## Exercises
(a) Answer these questions from the phenol and acetone report below, marking each answer with the matching numeral:
(i) Where is Shell Chemical's Phenol 3 unit located?
(ii) Which country is named as a source of increased material offers to Europe going into 2018?
(iii) What price range did FOB Rotterdam phenol reach at the end of 2017?
(b) Update the phenol and acetone report below by rewriting everything from "In Europe, players" down to "the previous year." with "Saudi Arabia" replaced by "the Middle East".
[Opening Passage section]
LONDON (ICIS)--European phenol and acetone market players continue to cite differing expectations for the year ahead, on the back of global shifts in the production landscape and anticipated trade flows.
Demand for both products is, overall, expected to be broadly stable in Europe, but players continue to debate the future of production and supply for Europe.
The US acetone market is set to face tighter supply and pressure to increase import volumes in 2018 because of an impending production cutback in January.
The cutback is coming at Shell Chemical’s Phenol 3 unit in Deer Park, Texas, in mid-January. The unit has an acetone capacity of 144,000 tonnes/year.
Meanwhile, US domestic supply of phenol is expected to remain balanced with consumption levels for 2018, as other phenol producers could mitigate the material lost in the cutback.
Sources said several other phenol producers have room to increase operating rates, which should prevent the US market from moving to a tight position.
“Most of the phenol we are losing in 2018 was going to exports anyways,” a US market participant said.
The cutback in acetone production will, however, keep the market tight throughout most of 2018, sources said, as the US was supply was snug throughout 2017.
This will necessitate imported volumes from Asia to increase, but sources in the US market said that is likely to create pricing volatility, which could see import levels fluctuate.
Meanwhile, China’s phenol and acetone prices in the domestic market are expected to stay high in 2018 on the back of strong demand from some the downstream industries, offsetting a planned increase in supply.
In Europe, players have noted this potential draw of import volumes away from the market, but have also spoken of increased offers of material from other regions, in particular Saudi Arabia going into 2018.
Overall, the impact from these various shifts in global production and trade flows are not anticipated to result in significant changes in the European market.
During 2018 annual adder negotiations players on both the buy and sell side of the market spoke of a largely steady outlook for the year ahead. Some players highlighted that both sides were keen to maintain security of supply and market share, respectively, and many players were seeking to maintain much of the status quo of the previous year.
That said, at the end of 2017, there was an increased interest in European phenol export volumes, and free on board (FOB) Rotterdam prices shot up to €1,080-1,100/tonne, with Europe seen as the most balanced market globally.
Sources have commented that while this could persist in the early weeks and months of 2018, this is thought to be a more short-term reaction to market changes, and not something that will become a more permanent feature of the market beyond the first quarter at most.
[Closing Passage section]
[Opening Given records section]
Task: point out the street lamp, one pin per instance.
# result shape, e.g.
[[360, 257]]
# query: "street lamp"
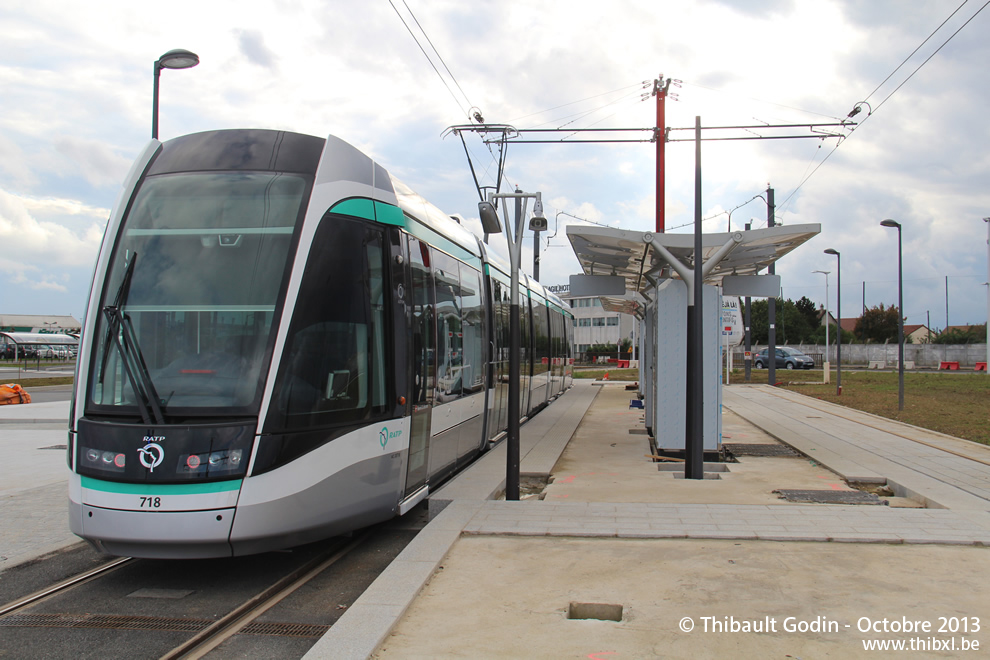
[[987, 369], [838, 317], [900, 314], [491, 225], [173, 59], [825, 364]]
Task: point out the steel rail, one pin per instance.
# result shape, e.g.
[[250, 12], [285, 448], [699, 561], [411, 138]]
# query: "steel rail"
[[230, 624], [63, 586]]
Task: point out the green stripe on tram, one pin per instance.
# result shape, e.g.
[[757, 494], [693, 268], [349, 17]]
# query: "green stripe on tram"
[[161, 489]]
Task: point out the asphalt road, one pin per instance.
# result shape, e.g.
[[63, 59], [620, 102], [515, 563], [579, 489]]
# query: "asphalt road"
[[48, 393]]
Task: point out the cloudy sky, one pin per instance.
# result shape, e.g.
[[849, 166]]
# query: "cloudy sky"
[[76, 91]]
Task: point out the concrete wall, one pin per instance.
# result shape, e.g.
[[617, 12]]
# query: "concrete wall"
[[924, 356]]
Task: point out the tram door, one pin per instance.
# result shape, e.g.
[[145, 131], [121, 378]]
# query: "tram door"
[[422, 352]]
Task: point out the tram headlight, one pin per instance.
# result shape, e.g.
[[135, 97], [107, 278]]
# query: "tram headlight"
[[102, 459]]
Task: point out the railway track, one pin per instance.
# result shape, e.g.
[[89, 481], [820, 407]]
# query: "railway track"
[[50, 622]]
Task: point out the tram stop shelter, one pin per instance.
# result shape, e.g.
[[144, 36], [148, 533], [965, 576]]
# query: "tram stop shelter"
[[650, 275], [18, 341]]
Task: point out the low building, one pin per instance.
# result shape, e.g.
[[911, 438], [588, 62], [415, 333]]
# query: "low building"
[[592, 324]]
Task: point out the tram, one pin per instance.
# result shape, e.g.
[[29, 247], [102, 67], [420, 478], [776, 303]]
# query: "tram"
[[283, 343]]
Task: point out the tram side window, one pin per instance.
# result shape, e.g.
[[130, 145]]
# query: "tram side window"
[[473, 330], [450, 357], [334, 368]]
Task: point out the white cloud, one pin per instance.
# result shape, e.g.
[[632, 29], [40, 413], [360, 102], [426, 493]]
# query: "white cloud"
[[46, 244], [77, 99]]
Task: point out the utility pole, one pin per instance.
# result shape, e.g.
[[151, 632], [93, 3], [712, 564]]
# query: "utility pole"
[[772, 305], [748, 354], [660, 88], [694, 445]]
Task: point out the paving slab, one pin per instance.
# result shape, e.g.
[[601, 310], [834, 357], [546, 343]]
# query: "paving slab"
[[613, 528]]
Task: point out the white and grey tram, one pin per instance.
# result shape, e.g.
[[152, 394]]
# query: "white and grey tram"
[[283, 343]]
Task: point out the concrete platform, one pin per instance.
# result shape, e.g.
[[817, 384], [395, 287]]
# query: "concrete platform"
[[688, 562], [489, 578]]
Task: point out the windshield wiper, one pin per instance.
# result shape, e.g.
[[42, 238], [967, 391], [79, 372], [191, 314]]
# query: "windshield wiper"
[Closing Given records section]
## Task-by-task outputs
(a)
(i) Deer Park, Texas
(ii) Saudi Arabia
(iii) €1,080-1,100/tonne

(b)
In Europe, players have noted this potential draw of import volumes away from the market, but have also spoken of increased offers of material from other regions, in particular the Middle East going into 2018.
Overall, the impact from these various shifts in global production and trade flows are not anticipated to result in significant changes in the European market.
During 2018 annual adder negotiations players on both the buy and sell side of the market spoke of a largely steady outlook for the year ahead. Some players highlighted that both sides were keen to maintain security of supply and market share, respectively, and many players were seeking to maintain much of the status quo of the previous year.